● DOCUMENT EXCERPT:
The catalogue, which is 50 GB in size after data compression, is available for download from our project website and can be queried online through the Vizier data portal. In the near future, I will be blogging examples showing how the data may be accessed and exploited.

Why we are excited

A unique feature of our survey is the use of a narrow-band filter which captures the brightest hydrogen emission line, H-alpha. If we detect a strong signature of H-alpha emission towards a star, it tells us that the object is likely to be very young or very old, because that is when stars tend to be surrounded by diffuse ionized gas. Such pre- or post-main-sequence stars represent relatively short-lived phases of stellar evolution and are hence hard to find amongst the vast majority of "normal" main sequence stars that populate our mature Galaxy. Our catalogue will allow far more of these young and old objects to be discovered, which is necessary to develop and test models for these crucial stages in the life of a star. We have already identified several hundreds of previously unknown objects in the catalogue which are likely to be very young or old,and have started studying them in more detail.

We are also excited to share this new data with the rest of the world for another reason: whenever large data sets have been released in the past, astronomers have always come up with new and creative methods to use it in ways which were not originally envisaged by the authors. We hope this will be no different for our catalogue, and look forward to new and serendipitous discoveries being made. In particular, IPHAS data complements the work of ESA's recently launched Gaia mission, that will start releasing data from 2016.

● COLLECTED MATERIAL:
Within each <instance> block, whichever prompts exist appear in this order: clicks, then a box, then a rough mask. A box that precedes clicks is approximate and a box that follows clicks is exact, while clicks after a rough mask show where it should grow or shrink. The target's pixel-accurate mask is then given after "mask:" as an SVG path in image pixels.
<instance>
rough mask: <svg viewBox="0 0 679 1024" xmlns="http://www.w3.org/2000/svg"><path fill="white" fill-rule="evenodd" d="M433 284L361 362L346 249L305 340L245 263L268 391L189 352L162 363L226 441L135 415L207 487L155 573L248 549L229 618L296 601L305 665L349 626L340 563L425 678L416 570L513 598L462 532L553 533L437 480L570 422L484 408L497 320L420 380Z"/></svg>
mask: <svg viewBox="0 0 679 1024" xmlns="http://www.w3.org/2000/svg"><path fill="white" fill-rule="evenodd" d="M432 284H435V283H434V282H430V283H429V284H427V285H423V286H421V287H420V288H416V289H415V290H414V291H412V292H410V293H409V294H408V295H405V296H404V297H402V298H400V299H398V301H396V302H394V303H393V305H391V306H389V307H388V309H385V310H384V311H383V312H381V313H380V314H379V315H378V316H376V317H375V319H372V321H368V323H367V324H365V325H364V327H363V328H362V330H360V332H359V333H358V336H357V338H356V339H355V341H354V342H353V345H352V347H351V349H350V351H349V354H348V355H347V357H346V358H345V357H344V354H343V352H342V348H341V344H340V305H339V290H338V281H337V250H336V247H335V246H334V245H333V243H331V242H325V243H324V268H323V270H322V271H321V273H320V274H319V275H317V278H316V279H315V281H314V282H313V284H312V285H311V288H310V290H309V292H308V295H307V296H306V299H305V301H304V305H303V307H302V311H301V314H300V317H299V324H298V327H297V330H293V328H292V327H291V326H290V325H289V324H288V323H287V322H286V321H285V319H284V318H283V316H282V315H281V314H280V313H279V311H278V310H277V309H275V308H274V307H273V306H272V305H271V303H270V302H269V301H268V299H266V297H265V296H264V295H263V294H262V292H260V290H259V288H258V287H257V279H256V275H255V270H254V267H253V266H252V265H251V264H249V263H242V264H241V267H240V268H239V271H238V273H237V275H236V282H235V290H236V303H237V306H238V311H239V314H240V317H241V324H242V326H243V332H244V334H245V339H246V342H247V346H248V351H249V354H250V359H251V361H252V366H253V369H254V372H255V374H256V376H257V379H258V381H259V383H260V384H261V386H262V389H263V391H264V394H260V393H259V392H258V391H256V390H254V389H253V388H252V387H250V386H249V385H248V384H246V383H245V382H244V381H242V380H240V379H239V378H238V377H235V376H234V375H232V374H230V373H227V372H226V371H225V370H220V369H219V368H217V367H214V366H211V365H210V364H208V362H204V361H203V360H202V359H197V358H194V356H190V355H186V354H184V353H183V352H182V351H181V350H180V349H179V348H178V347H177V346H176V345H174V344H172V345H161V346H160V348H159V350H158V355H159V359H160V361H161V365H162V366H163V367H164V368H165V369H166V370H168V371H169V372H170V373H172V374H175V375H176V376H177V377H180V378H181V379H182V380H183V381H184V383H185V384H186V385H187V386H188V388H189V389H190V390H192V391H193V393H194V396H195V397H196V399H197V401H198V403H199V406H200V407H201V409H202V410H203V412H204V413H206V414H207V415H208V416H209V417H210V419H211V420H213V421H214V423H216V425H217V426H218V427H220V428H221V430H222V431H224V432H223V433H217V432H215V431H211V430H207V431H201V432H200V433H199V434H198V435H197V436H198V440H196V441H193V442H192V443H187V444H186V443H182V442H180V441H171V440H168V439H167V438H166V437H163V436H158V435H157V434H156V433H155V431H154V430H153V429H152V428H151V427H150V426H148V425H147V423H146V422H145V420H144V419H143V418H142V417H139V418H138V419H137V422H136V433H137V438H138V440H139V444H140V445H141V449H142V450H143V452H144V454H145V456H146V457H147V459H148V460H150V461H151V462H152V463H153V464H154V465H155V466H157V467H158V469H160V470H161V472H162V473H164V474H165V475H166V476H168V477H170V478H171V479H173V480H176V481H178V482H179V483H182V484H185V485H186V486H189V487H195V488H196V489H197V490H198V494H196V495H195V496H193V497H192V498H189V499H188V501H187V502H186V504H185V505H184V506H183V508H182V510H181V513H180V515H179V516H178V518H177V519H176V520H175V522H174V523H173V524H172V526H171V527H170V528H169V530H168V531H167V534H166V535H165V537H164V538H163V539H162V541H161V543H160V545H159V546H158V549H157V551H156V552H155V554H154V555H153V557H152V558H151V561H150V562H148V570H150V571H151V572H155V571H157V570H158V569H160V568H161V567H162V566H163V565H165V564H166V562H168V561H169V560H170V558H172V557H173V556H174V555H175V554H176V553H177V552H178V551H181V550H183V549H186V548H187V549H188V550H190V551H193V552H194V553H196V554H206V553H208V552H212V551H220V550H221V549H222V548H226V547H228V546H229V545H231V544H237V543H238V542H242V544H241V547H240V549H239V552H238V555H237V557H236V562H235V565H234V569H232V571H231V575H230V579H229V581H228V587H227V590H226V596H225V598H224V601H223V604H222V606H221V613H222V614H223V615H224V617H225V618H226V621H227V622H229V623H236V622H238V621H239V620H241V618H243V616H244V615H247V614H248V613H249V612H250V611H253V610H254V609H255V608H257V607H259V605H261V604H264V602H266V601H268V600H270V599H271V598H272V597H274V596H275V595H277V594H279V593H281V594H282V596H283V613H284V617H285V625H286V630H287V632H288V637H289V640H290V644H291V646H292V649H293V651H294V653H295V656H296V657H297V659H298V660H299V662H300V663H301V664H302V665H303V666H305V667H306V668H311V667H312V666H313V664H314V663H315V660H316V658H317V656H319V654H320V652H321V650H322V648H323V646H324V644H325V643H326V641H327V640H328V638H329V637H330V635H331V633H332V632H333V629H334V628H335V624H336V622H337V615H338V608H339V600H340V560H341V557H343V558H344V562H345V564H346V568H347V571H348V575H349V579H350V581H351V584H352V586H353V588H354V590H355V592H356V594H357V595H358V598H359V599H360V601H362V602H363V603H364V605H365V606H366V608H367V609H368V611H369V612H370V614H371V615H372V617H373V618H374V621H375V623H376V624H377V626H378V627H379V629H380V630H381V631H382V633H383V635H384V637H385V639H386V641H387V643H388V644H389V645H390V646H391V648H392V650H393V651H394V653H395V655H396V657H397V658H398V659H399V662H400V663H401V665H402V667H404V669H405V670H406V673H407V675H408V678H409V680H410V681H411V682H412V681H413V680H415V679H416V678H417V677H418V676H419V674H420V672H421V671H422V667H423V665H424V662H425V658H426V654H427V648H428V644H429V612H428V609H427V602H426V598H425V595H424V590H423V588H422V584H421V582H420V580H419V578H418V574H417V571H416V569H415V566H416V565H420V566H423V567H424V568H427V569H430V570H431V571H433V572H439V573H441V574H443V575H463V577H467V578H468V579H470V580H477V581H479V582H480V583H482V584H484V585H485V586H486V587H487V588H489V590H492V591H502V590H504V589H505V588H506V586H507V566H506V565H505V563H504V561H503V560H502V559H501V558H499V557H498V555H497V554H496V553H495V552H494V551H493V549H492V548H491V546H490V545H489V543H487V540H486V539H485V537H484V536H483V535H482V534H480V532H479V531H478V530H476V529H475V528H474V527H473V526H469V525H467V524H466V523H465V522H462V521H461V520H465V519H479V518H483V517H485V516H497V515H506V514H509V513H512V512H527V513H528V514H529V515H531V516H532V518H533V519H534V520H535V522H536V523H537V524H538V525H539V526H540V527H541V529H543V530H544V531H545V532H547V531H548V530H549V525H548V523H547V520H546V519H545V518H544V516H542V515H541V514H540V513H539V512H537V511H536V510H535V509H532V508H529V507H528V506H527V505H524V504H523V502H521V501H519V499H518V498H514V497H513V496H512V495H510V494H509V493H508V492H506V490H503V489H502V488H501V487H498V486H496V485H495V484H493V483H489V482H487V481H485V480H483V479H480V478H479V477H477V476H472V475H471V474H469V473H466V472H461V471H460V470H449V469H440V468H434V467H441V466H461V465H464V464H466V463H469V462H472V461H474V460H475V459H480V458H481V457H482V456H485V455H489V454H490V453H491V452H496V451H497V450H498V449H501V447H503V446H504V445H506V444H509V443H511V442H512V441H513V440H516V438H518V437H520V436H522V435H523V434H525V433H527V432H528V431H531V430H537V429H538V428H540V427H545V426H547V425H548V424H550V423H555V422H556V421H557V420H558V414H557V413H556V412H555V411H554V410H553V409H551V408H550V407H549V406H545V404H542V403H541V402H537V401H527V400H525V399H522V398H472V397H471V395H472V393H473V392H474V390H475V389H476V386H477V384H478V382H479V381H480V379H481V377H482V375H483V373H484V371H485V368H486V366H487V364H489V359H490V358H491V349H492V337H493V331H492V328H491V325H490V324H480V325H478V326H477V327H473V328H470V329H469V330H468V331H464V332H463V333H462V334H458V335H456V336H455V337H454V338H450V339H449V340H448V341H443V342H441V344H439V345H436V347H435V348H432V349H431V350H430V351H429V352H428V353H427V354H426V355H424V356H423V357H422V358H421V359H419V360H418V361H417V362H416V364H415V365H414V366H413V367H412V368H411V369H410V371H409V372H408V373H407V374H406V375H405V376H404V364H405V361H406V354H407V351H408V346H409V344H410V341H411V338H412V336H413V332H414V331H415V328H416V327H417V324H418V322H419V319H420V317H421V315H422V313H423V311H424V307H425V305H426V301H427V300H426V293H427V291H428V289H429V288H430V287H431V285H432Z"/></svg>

● WHAT YOU HAVE TO DO: Reproduce word for word the stretch of the star survey catalogue text above from "We are also" through "data from 2016.".

● OUTPUT FOR THIS TASK:
We are also excited to share this new data with the rest of the world for another reason: whenever large data sets have been released in the past, astronomers have always come up with new and creative methods to use it in ways which were not originally envisaged by the authors. We hope this will be no different for our catalogue, and look forward to new and serendipitous discoveries being made. In particular, IPHAS data complements the work of ESA's recently launched Gaia mission, that will start releasing data from 2016.